**ABOUT THIS TASK:** Only the lines below between the ones containing "For holes, rely on the even-odd rule." and "126 276 L 188", inclusive, are to be reproduced, each exactly as it stands.

Stored data:
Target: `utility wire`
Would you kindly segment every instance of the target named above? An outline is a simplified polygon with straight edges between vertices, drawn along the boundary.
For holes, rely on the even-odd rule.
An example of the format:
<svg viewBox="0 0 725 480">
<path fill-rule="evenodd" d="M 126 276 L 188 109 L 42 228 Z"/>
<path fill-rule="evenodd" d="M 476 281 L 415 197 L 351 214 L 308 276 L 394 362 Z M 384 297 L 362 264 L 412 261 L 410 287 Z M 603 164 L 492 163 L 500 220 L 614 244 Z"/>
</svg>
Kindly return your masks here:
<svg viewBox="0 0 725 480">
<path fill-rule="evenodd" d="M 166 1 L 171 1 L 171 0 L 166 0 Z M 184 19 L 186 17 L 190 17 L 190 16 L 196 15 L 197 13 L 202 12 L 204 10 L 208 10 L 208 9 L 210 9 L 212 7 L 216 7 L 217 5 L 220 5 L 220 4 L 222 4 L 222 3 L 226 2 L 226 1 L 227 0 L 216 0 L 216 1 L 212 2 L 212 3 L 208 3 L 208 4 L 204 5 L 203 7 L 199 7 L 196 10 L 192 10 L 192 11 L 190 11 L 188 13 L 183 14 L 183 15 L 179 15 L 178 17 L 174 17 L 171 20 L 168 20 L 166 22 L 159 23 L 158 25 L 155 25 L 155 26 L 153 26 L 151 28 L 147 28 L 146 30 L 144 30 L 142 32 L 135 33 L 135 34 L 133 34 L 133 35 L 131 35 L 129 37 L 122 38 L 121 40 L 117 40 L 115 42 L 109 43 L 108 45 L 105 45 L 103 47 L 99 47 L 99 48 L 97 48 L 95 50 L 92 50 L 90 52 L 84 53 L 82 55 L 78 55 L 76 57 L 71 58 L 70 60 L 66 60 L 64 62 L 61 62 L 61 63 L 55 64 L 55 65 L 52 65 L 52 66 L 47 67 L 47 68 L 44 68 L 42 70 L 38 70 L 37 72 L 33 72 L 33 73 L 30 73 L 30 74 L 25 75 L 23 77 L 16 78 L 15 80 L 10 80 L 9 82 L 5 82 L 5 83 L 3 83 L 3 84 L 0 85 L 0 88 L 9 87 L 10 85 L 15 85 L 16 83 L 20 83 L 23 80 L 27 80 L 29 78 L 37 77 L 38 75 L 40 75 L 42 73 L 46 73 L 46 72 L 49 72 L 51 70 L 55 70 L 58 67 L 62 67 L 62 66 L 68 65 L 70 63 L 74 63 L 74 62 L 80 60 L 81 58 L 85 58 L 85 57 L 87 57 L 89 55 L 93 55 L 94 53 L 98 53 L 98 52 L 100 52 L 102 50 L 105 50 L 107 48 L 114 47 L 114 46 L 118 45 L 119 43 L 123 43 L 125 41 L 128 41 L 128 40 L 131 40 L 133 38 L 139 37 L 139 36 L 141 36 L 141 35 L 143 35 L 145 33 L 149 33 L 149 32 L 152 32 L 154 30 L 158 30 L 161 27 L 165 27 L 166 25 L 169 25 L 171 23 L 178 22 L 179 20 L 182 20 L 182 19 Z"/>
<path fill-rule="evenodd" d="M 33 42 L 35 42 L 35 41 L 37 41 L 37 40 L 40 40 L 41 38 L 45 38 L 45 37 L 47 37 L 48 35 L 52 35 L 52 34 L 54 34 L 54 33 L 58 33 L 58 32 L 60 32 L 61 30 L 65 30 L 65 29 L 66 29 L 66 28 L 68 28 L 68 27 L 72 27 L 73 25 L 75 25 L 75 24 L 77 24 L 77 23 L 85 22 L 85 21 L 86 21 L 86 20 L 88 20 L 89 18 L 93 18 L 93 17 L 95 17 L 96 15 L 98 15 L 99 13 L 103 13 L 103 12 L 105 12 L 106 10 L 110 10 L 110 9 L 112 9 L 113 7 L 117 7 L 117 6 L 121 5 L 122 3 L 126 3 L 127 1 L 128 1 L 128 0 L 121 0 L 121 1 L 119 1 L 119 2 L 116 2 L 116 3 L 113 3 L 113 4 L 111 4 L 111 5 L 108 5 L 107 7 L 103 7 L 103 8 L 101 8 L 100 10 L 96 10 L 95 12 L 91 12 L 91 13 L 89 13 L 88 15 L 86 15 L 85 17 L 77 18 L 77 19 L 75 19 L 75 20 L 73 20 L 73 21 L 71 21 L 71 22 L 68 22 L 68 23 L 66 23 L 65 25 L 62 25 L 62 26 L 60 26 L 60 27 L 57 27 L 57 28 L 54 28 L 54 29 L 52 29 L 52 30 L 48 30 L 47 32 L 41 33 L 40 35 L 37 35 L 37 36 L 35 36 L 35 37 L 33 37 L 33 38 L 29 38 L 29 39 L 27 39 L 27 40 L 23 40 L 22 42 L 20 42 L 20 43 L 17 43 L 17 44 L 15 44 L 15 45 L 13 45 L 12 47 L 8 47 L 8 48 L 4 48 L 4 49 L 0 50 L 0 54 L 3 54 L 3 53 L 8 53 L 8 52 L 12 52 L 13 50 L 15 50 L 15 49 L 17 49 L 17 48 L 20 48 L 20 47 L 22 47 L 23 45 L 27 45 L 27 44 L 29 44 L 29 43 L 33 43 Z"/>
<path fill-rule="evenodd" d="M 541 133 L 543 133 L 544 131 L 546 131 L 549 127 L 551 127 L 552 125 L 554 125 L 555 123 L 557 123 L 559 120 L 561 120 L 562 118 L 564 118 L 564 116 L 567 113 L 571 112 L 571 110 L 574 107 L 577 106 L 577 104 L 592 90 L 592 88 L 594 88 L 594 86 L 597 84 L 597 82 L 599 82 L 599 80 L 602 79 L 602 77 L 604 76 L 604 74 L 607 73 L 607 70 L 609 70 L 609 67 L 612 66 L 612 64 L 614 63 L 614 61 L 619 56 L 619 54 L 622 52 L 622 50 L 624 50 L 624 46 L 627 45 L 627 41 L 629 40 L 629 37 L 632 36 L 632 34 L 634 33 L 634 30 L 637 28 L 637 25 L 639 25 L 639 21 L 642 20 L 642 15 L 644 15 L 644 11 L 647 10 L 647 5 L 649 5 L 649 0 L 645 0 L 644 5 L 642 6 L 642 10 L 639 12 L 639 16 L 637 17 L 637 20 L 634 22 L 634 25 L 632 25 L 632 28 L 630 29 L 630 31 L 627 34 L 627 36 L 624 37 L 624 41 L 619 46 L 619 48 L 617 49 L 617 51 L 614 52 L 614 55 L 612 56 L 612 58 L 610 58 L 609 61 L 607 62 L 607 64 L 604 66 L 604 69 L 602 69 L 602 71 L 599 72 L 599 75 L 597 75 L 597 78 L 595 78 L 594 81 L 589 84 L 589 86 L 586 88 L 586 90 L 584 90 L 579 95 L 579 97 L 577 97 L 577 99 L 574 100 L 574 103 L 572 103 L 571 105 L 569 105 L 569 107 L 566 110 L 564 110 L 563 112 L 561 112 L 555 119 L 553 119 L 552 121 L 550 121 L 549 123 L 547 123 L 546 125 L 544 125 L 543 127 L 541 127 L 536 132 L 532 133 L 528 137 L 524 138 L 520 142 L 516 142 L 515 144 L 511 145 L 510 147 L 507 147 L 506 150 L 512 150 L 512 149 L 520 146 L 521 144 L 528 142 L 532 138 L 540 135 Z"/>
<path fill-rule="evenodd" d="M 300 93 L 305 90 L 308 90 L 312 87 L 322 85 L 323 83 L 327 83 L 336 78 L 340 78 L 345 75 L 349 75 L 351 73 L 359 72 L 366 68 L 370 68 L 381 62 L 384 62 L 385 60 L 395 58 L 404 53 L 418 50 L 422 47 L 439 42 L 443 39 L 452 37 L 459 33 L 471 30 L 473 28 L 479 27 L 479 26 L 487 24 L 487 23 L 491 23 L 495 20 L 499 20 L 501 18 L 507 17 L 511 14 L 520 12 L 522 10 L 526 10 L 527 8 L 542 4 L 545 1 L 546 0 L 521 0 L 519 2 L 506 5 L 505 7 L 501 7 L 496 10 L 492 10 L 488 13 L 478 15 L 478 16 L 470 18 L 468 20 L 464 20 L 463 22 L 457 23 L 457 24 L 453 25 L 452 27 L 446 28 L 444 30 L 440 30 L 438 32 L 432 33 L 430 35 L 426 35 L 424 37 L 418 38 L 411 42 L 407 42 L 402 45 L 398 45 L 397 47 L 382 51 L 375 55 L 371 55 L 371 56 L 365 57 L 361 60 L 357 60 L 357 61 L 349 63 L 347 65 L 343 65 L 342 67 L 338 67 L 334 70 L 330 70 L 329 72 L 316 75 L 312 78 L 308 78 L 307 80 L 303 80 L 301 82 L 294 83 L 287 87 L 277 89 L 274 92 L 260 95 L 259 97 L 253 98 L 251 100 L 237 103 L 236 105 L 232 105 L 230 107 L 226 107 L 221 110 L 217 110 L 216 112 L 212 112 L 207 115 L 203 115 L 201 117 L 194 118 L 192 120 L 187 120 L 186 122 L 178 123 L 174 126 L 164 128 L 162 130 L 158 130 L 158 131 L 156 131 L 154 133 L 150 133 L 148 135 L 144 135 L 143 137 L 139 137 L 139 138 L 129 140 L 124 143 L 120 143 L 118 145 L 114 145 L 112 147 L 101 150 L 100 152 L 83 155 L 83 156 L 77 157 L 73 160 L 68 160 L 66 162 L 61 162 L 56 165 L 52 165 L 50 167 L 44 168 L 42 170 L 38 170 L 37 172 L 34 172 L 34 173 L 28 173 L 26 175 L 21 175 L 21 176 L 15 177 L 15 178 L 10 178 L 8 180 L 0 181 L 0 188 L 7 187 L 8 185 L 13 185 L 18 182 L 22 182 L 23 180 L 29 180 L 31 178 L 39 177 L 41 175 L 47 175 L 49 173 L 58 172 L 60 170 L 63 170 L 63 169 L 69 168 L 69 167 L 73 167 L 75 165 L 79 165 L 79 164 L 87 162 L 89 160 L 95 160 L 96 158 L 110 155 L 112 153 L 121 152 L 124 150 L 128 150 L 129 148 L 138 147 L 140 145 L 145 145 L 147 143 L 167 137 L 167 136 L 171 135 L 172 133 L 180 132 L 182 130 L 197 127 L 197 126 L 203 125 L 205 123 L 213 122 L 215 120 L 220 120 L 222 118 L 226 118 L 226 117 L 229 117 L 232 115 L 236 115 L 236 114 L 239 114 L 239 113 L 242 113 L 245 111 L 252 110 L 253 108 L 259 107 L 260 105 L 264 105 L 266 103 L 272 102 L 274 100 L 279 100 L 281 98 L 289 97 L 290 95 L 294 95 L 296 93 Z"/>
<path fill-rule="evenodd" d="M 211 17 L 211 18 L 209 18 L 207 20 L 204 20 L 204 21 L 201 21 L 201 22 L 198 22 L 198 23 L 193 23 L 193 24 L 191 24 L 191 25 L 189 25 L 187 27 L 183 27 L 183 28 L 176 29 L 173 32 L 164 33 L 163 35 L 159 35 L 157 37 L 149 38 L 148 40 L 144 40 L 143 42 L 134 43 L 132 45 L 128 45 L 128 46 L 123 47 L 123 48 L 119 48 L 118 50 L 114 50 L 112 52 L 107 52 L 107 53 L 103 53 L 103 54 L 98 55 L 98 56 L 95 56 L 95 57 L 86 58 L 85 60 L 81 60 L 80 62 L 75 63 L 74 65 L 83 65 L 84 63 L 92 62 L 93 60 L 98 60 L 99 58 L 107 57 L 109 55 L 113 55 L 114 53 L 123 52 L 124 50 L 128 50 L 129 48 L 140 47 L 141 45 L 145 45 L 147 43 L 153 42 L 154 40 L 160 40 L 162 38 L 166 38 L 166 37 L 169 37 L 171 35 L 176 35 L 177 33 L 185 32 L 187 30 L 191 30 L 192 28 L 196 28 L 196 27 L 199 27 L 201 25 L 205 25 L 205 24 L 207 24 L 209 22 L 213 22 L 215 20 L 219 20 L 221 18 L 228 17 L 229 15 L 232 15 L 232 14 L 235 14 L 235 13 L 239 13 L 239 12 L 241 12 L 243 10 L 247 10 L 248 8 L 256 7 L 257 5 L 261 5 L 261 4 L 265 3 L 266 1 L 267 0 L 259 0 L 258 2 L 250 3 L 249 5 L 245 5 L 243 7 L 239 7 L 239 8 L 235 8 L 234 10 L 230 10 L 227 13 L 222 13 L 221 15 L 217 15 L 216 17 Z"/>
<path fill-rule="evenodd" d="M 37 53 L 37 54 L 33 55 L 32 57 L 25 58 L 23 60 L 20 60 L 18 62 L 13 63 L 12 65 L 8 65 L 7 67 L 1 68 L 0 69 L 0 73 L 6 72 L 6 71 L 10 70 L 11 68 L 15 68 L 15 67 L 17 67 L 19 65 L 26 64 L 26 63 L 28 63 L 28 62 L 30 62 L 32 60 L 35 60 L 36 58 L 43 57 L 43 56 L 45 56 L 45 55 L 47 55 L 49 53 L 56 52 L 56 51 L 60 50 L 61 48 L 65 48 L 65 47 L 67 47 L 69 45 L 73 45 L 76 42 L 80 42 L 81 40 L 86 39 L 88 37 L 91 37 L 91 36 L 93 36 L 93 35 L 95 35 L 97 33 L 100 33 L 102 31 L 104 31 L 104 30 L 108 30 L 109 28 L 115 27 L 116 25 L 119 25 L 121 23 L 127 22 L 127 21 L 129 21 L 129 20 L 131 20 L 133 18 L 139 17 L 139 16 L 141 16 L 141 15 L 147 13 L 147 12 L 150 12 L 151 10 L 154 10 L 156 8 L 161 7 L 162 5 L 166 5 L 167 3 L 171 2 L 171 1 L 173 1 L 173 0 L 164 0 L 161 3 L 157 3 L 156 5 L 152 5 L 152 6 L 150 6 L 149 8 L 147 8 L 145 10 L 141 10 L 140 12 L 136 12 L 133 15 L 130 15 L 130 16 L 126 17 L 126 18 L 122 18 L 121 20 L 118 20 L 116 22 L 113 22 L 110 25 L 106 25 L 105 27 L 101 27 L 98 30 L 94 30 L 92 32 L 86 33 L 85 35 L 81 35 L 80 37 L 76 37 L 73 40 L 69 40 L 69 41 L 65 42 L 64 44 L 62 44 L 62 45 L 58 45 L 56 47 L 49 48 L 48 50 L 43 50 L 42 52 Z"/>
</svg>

**THE COMPLETED TASK:**
For holes, rely on the even-odd rule.
An example of the format:
<svg viewBox="0 0 725 480">
<path fill-rule="evenodd" d="M 126 276 L 188 109 L 42 228 Z"/>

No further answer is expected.